- Required work
Repeat all of the data precisely.
====== Information given ======
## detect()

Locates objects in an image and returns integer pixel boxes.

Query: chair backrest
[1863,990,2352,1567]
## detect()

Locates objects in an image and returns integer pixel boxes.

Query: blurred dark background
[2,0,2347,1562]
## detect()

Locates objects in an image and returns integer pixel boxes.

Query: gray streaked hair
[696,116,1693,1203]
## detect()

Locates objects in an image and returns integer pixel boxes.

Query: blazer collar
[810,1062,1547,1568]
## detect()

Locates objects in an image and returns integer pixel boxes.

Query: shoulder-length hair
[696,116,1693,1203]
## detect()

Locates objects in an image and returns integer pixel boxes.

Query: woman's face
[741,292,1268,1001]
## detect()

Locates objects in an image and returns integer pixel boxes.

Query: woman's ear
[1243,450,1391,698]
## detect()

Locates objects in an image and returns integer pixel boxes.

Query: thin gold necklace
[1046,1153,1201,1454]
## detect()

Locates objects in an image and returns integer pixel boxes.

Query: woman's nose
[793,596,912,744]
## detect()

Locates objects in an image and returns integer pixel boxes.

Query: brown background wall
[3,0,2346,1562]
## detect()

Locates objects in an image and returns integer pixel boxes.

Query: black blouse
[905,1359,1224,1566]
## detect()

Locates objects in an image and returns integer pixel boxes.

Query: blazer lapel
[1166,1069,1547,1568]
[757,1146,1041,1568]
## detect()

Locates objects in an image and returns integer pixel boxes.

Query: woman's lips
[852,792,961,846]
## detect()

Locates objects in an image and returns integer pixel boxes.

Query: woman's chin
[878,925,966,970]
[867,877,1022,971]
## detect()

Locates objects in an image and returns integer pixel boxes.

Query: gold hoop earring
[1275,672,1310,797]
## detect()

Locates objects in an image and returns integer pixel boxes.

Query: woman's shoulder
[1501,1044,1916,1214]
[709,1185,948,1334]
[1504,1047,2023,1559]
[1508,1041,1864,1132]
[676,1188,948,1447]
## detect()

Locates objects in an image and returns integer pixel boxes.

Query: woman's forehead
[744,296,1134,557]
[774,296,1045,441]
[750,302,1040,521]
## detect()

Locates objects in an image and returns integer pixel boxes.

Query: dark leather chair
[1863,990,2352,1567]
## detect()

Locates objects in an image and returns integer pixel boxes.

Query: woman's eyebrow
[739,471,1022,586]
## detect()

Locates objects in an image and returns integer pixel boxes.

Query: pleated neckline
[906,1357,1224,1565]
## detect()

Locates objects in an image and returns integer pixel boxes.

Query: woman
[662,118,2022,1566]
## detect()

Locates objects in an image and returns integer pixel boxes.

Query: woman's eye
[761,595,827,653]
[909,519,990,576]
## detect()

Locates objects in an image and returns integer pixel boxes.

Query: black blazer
======
- Task solution
## detect()

Locates objects in an image and returns integer pixel boxes.

Query: chair backrest
[1863,990,2352,1567]
## detect()

Locates objects in an image and returns integer pixel boxes.

Query: blurred dark background
[2,0,2347,1562]
## detect()

Locates objects in an image and returns integer pixel boxes.

Query: gray streaked hair
[696,116,1693,1203]
## detect()

Locates objects in an image and returns integer pixel boxes.

Query: blazer collar
[810,1062,1547,1568]
## detect()

Locates objects in an image and returns integer pixel boxes.

Query: shoulder-length hair
[696,116,1693,1203]
## detect()

Locates objects in an image and returns integer pixel boxes.

Query: woman's face
[741,292,1268,1001]
## detect()

Locates objects in an image and returns integer pixel boxes.

Query: woman's ear
[1243,450,1391,698]
## detect()

Locates objects in an image and returns integer pixel boxes.

Query: thin gold necklace
[1046,1153,1201,1454]
## detect()

Locates objects in an image and returns integer pixel boxes.

Query: woman's nose
[793,596,912,744]
## detect()

Locates objects in an image and returns integer pixel boxes.

Query: brown background wall
[3,0,2346,1562]
## detect()

Locates objects in an image and returns integer pixel boxes.

Query: black blouse
[905,1359,1224,1566]
## detect()

Locates objects in an image and returns integer pixel boxes.

Query: blazer lapel
[1166,1069,1547,1568]
[757,1146,1041,1568]
## detect()

Locates objects in an image and returns integer pixel boxes.

Query: woman's lips
[852,792,961,846]
## detect()

Locates objects in an image and returns integer pixel boxes.

Query: woman's chin
[878,925,966,970]
[867,877,1022,971]
## detect()

Locates objects in an image and returns integer pixel boxes.

Query: gold hoop earring
[1275,672,1310,797]
## detect()

Locates objects in an image and returns integer pixel boxes.

Query: woman's shoulder
[1501,1044,1916,1214]
[709,1185,948,1334]
[1504,1047,2023,1559]
[1508,1041,1864,1132]
[676,1188,948,1447]
## detect()

Locates objects in an image and returns integer pixel boxes.

Query: woman's forehead
[744,296,1134,557]
[774,296,1045,441]
[750,302,1040,521]
## detect()

Locates objects in an image and returns integer pixel boxes.

Query: dark leather chair
[1863,990,2352,1567]
## detect()

Locates objects in an image and returns integer pixel boxes.

Query: woman's eyebrow
[739,471,1022,586]
## detect()

Locates objects in an image and returns integer pixel boxes.

Query: pleated neckline
[906,1357,1224,1565]
## detect()

Locates objects in an image and returns integer pixel boxes.

Query: woman
[662,118,2022,1566]
## detect()

Locates objects in an image and returns integer pixel boxes.

Query: woman's eye
[761,595,827,653]
[909,519,990,576]
## detect()

Locates objects in an image and returns integer pixel boxes.

Query: black blazer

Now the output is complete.